Unlocked doors mocked
Australia's anti-encryption laws are attracting international ridicule.
The rushed new laws that require companies in Australia to provide ‘backdoors’ for the Government to access encrypted information came up at a recent RSA security conference.
Whitfield Diffie – a pioneer of public-key cryptography - said Australia’s laws would not be “productive”.
“I think the problem is roughly this: that it's actually easy to disrupt the use of cryptography by legitimate large scale commercial organisations to make them a lot of trouble, but it's not clear whether those techniques are going to be the same amount of trouble to, for example, terrorists,” Diffie said, according to ITnews.
“So I think this is a step that is not going to be productive.”
He went on to lampoon former Prime Minister Malcolm Turnbull’s view that even mathematics itself can be made to conform to the law.
“The laws of mathematics are very commendable, but the only law that applies in Australia is the law of Australia,” Mr Turnbull said in 2017.
“I think he hasn't seen the possibilities,” Mr Diffie told the conference.
“I mean, if you extend his view to cover the laws of physics and the laws of chemistry, then if he outlawed high energy reactions and uranium and plutonium, they can protect themselves from nuclear weapons.
“And I think with the right chemical laws, they can protect themselves from global warming,” he said.

◆ PROMPT ◆
Answer these questions about the article on Australia's anti-encryption laws:
1. At what kind of event were the laws brought up?
2. Who said the laws would not be "productive"?
3. In what year did Malcolm Turnbull make his remark about the laws of mathematics?
The listing after this text isn't needed for anything here.

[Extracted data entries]
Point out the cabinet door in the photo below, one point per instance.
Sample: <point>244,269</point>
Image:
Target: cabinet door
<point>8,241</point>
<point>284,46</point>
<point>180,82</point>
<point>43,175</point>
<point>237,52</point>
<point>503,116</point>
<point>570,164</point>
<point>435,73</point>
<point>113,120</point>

◆ WORKED SOLUTION ◆
1. A recent RSA security conference.
2. Whitfield Diffie.
3. 2017.